*DOCUMENT EXCERPT*
- - -

Allan Phillip Jaffe (April 24, 1935, Pottsville, Pennsylvania - March 9, 1987, New Orleans) was an American jazz tubist and the entrepreneur who, along with his wife Sandra, developed Preservation Hall into a New Orleans jazz tradition.

Jaffe's grandfather was Russian-Jewish as was his father-the grandfather played french horn in the Imperial Russian Army. His father was a mandolin player and teacher. Jaffe learned piano and cornet before settling on tuba in junior high school. He studied at the University of Pennsylvania before joining the Army. He was stationed to Fort Polk, Louisiana.

Following his discharge, Jaffe moved to New Orleans in 1961, where he took over management of Preservation Hall. As owner of the facility, he played a major role in the New Orleans jazz revival of the 1960s, shepherding the latter-day careers of George Lewis, Jim Robinson, Alcide Pavageau, Punch Miller, Chester Zardis, Kid Sheik Cola, Percy Humphrey, Willie Humphrey, Kid Thomas Valentine, Billie and De De Pierce, and others.

- - -

*DATA SECTION*
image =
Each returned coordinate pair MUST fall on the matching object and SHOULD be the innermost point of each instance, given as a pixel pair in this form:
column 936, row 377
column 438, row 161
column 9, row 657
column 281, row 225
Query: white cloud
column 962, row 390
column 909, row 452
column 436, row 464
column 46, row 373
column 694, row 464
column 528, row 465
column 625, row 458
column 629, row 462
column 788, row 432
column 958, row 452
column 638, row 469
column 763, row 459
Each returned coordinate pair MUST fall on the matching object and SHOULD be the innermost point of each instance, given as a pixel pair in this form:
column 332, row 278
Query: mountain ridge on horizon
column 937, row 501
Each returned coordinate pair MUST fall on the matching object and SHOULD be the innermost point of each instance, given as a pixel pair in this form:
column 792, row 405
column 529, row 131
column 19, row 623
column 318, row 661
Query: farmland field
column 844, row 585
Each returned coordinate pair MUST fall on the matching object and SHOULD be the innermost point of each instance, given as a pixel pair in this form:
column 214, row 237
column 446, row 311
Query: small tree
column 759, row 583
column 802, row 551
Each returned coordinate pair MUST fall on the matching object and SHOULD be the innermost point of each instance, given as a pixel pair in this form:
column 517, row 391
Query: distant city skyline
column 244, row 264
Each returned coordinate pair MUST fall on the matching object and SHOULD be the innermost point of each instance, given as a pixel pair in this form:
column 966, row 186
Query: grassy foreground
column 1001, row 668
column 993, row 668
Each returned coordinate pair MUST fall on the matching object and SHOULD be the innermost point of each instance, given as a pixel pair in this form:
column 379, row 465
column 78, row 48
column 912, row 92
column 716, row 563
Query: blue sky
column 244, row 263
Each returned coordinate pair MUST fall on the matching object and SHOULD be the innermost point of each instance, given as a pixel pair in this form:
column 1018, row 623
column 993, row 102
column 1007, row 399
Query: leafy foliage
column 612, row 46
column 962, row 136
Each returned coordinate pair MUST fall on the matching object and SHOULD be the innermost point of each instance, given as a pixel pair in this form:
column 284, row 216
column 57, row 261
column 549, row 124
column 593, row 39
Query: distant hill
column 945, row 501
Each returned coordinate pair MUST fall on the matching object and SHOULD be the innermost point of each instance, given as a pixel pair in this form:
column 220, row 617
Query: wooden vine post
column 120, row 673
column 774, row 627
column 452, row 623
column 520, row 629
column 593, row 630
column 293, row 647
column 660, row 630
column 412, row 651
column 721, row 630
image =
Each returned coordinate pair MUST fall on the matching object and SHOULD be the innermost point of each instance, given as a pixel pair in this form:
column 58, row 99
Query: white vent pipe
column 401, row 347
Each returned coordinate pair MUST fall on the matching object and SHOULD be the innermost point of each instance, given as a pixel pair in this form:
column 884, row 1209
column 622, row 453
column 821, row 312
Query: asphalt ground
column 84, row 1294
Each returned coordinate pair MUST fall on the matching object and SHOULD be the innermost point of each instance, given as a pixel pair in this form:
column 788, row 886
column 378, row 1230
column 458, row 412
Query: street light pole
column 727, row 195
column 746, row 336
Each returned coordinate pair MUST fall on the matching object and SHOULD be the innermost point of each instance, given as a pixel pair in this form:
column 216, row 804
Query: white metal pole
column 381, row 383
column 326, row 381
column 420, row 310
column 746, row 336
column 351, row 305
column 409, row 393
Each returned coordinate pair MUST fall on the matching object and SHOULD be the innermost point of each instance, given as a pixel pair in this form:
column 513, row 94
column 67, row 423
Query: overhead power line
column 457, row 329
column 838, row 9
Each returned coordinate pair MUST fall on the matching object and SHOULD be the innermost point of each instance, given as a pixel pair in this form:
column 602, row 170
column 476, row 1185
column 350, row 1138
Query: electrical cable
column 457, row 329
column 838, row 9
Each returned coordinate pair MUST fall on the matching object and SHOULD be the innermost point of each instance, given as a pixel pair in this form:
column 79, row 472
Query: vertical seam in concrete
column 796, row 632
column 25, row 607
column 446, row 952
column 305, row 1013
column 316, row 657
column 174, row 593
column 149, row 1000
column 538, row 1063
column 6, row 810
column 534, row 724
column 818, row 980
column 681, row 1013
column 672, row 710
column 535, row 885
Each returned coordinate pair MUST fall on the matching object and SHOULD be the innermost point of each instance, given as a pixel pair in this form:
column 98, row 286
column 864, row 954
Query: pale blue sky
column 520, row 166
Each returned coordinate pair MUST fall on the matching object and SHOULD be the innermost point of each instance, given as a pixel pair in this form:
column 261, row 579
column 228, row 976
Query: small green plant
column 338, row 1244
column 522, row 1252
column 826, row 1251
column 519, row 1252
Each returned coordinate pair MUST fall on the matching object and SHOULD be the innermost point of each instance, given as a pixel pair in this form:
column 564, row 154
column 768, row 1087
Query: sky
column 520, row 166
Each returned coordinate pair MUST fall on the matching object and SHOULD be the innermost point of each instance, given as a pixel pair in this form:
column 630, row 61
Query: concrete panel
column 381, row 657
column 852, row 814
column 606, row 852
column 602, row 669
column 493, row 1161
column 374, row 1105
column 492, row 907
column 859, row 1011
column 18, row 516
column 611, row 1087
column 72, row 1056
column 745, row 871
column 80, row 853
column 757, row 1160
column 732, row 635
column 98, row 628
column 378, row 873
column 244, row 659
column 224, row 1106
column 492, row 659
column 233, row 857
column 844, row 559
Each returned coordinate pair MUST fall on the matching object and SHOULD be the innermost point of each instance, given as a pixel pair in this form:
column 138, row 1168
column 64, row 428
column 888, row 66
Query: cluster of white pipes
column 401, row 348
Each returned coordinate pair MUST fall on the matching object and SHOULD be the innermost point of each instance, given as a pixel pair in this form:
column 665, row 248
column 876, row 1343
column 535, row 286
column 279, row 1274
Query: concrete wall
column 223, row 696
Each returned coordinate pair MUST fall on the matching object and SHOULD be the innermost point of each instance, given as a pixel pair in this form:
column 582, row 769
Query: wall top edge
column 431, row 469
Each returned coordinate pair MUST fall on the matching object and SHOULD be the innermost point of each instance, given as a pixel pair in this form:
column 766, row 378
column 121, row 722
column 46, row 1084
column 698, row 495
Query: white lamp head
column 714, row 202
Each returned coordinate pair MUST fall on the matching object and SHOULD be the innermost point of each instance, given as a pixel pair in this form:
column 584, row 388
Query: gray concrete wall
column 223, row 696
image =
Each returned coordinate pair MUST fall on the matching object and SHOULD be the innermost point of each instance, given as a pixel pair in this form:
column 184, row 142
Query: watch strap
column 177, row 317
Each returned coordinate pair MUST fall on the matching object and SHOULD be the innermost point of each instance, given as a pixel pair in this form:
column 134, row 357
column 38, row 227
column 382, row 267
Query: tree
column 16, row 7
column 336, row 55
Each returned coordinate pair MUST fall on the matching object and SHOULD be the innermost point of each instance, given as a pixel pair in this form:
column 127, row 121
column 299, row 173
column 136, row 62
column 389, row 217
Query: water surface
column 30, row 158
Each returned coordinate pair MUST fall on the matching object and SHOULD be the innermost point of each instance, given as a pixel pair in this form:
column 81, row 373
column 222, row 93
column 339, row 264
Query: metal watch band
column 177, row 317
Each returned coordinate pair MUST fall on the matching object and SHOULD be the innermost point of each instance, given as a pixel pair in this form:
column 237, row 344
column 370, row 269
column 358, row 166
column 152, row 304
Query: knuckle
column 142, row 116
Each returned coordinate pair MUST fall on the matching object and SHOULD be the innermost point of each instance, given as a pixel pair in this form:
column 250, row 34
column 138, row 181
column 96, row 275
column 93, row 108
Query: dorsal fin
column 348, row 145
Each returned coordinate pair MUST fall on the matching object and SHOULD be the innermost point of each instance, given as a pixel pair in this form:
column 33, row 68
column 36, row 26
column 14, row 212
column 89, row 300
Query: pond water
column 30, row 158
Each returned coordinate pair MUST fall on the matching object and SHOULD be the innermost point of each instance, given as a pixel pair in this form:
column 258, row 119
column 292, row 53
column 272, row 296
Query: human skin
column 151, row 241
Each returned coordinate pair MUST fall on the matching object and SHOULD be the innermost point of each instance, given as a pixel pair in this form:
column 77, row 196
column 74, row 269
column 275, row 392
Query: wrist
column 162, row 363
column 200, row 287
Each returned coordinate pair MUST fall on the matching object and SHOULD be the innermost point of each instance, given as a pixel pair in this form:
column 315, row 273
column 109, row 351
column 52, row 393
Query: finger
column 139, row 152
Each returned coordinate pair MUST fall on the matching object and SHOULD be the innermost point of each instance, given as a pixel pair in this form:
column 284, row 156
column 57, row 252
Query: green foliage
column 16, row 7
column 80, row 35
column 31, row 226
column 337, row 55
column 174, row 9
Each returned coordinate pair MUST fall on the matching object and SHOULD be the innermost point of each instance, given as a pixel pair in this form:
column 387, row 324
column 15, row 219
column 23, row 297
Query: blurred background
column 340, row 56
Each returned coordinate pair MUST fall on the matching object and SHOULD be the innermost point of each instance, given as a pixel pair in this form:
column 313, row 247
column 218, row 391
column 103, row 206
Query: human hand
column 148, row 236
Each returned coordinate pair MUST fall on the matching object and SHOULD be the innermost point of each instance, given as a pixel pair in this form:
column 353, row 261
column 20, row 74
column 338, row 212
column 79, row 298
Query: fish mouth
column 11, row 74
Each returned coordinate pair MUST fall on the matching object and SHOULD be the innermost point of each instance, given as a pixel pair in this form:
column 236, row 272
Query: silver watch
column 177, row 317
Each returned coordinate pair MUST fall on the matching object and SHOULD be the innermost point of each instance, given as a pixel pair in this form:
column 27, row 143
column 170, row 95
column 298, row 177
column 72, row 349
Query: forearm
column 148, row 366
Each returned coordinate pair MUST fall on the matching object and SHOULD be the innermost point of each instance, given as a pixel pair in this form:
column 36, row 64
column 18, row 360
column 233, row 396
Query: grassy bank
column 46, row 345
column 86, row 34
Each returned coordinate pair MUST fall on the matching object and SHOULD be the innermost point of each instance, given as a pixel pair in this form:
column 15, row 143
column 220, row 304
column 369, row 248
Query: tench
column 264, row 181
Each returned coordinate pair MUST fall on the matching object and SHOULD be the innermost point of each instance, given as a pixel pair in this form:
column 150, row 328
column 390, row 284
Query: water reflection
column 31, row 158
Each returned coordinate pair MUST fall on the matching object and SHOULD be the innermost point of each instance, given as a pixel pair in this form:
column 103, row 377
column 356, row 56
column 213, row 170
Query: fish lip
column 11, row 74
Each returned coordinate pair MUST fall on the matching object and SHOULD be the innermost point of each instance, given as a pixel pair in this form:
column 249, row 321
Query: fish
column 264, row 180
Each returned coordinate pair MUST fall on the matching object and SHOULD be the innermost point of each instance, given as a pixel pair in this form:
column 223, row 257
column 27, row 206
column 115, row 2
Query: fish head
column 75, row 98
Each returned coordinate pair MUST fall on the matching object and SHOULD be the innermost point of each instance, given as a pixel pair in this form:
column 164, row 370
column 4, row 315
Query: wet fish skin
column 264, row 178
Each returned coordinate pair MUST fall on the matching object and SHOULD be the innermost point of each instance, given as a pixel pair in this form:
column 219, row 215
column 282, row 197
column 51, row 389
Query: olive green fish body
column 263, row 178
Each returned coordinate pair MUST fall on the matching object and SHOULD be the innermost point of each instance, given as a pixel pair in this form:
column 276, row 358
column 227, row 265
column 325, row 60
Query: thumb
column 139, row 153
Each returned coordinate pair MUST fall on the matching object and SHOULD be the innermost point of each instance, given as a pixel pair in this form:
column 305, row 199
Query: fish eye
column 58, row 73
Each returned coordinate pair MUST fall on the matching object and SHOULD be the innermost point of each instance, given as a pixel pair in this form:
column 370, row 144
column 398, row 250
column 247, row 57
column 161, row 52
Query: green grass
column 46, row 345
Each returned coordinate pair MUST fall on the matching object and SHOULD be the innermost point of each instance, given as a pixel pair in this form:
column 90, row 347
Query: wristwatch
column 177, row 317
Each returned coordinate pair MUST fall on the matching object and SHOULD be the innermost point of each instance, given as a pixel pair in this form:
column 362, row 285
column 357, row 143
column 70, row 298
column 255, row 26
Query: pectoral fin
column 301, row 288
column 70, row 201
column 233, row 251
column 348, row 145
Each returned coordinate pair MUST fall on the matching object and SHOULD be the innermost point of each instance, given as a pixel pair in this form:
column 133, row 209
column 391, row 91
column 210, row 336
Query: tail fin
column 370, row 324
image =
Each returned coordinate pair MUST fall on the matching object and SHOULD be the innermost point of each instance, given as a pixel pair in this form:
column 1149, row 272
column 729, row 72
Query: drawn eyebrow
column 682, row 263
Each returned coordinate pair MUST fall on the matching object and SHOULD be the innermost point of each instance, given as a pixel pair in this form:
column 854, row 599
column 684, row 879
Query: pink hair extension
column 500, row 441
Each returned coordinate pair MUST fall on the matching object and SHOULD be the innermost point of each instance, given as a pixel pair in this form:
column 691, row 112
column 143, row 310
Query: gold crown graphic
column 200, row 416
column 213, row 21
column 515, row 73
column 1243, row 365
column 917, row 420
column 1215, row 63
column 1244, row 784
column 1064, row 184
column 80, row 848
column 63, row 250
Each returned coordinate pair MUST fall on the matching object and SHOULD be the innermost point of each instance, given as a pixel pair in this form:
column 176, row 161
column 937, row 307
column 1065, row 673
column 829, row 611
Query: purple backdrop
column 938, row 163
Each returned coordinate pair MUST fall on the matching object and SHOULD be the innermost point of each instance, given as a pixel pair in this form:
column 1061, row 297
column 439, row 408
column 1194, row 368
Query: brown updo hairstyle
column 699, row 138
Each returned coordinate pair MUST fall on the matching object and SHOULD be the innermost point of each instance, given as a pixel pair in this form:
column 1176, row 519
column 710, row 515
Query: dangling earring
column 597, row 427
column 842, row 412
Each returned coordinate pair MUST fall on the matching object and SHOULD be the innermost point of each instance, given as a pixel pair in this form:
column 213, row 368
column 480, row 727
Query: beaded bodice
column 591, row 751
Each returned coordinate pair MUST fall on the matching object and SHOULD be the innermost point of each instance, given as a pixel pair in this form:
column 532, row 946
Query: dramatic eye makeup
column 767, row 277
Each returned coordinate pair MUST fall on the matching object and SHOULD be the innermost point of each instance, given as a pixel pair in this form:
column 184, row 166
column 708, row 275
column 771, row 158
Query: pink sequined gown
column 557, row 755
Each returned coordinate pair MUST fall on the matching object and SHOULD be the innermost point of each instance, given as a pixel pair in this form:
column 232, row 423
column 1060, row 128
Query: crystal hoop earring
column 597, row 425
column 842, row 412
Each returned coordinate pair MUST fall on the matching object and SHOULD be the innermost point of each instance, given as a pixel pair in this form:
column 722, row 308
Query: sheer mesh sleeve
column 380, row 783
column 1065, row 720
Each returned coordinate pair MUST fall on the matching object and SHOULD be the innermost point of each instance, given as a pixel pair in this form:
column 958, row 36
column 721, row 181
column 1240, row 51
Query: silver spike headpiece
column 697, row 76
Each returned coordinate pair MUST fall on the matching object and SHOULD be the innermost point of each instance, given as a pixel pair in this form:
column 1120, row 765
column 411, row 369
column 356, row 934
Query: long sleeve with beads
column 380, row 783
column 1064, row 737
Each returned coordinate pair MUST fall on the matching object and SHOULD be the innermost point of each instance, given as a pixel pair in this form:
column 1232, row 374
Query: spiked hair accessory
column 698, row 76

- - -

*TASK PROMPT*
According to the Allan Jaffe biography, which instrument did Jaffe settle on in junior high school?

*EXPECTED ANSWER*
The tuba.